Given passage:
⟨

Re: [PATCH RFC 2/3] workqueue: trigger a single-CPU backtrace for stalled pools

From: Breno Leitao

Date: Mon Jun 22 2026 - 07:14:22 EST

Hello Petr,

On Fri, Jun 19, 2026 at 03:42:56PM +0200, Petr Mladek wrote:
> It makes some sense. wq_watchdog_timer_fn() checks either
> 'per_cpu(wq_watchdog_touched_cpu)' or the global 'wq_watchdog_touched'
> depending whether pool->cpu is set or not. And it seems to be wrong
> for disassociated pools.
>
> But this seems to be an existing problem which should be fixed
> separately.

Good observation. For disassociated pools (where a CPU has been offlined),
pool->cpu remains set, only the workers' CPU affinity changes.

When a CPU goes offline, the pool becomes disassociated but pool->cpu still
points to the now-offline CPU.

Later in wq_watchdog_timer_fn(), when checking the stalled pool:

if (pool->cpu >= 0)
touched = READ_ONCE(per_cpu(wq_watchdog_touched_cpu, pool->cpu));

This reads wq_watchdog_touched_cpu for the offline CPU, which is still being
updated by wq_watchdog_reset_touched() via for_each_possible_cpu()
(which updates CPU, including offlined CPUs).

Regardless of whether the CPU is online or offline,
wq_watchdog_reset_touched() will mark it as touched.

The real problem is that pool->cpu now names an offline CPU:

- the per-cpu "touched" heartbeat we consult is the wrong one. The pool's
work now runs on online CPUs (it behaves like an unbound pool), so the
global wq_watchdog_touched is the correct grace signal

- the same pool->cpu >= 0 test marks the pool cpu_stall and aims the new
single-CPU backtrace at the offline CPU.

So, I suppose we have a few options:

1) Set pool->cpu to -1 at dissociation time. But, that would lose the
cpu that would be necessary to rebind later. We would need to backup
pool->cpu if we decide to unset it.

int workqueue_online_cpu(unsigned int cpu) {
...
if (pool->cpu == cpu)

2) Treat the pool as cpuless if they are disassociated.

static int pool_watchdog_cpu(struct worker_pool *pool)
{
if (pool->cpu < 0 || (pool->flags & POOL_DISASSOCIATED))
return -1;
return pool->cpu;
}

and replace pool->cpu read by pool_watchdog_cpu() everywhere in the stall
code path. I lean towards 2).

Either way this is unrelated to this patchset, so my suggestion is:

1) I respin this RFC with your Reviewed-by + a cpu_online() check before
triggering the backtrace:

if (!found_running && cpu_online(cpu))
trigger_single_cpu_backtrace(cpu);

2) we continue the disassociated-pool discussion separately, so it does not
block this series.

Thanks,
--breno

⟩

Extracted material:
⟨

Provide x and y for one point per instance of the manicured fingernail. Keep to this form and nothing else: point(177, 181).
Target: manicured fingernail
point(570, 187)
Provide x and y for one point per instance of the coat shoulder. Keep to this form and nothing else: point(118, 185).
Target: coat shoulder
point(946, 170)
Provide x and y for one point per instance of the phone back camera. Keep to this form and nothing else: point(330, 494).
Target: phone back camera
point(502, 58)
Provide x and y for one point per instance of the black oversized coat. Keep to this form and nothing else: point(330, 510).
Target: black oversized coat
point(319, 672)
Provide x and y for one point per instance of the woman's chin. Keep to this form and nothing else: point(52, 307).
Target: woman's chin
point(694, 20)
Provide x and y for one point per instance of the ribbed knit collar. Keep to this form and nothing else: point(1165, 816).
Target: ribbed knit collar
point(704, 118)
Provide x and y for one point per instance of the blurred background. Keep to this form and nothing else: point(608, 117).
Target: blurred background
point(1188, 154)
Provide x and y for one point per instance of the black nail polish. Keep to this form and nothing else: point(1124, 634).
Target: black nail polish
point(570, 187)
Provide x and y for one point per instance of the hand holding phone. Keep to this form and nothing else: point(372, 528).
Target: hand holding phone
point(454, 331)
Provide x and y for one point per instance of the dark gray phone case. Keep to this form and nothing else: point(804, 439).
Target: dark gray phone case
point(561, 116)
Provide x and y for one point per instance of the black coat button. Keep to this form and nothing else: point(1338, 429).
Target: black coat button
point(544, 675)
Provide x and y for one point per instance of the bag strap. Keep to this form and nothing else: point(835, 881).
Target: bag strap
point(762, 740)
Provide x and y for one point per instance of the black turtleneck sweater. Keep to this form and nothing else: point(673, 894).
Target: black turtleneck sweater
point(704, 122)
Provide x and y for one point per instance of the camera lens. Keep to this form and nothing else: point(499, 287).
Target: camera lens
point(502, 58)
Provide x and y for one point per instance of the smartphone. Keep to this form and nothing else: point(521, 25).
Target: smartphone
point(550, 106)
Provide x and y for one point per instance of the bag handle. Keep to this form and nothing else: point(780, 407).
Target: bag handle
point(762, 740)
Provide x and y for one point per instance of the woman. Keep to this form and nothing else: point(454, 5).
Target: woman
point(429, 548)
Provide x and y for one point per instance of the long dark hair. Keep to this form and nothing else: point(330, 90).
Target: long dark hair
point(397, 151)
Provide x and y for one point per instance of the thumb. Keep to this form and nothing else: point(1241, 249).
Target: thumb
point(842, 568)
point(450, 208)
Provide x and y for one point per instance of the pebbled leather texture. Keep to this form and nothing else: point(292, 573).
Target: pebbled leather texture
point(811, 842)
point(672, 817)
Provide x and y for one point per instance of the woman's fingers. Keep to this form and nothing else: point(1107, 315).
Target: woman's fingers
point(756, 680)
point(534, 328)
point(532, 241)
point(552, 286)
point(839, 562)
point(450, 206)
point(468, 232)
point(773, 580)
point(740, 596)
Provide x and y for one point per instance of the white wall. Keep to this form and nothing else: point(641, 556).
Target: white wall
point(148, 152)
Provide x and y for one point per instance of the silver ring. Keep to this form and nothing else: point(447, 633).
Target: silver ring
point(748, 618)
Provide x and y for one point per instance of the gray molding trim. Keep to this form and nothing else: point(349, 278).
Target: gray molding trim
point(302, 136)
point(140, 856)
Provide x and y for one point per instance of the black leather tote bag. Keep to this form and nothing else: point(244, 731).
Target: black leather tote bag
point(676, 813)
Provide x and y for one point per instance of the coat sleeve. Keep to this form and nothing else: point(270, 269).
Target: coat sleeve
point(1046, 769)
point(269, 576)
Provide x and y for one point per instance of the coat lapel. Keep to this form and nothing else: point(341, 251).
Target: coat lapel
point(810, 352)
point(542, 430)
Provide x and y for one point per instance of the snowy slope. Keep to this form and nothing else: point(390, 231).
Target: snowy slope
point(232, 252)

⟩

Jobs:
1. In the workqueue reply, what check will be added before triggering the backtrace when the RFC is respun?
2. Print the part of the workqueue reply that opens with the words containing "if (pool->cpu >= 0)" and closes with "it as touched.".
The records have no connection to the workqueue reply.

Full answers:
1. A cpu_online() check.

2.
if (pool->cpu >= 0)
touched = READ_ONCE(per_cpu(wq_watchdog_touched_cpu, pool->cpu));

This reads wq_watchdog_touched_cpu for the offline CPU, which is still being
updated by wq_watchdog_reset_touched() via for_each_possible_cpu()
(which updates CPU, including offlined CPUs).

Regardless of whether the CPU is online or offline,
wq_watchdog_reset_touched() will mark it as touched.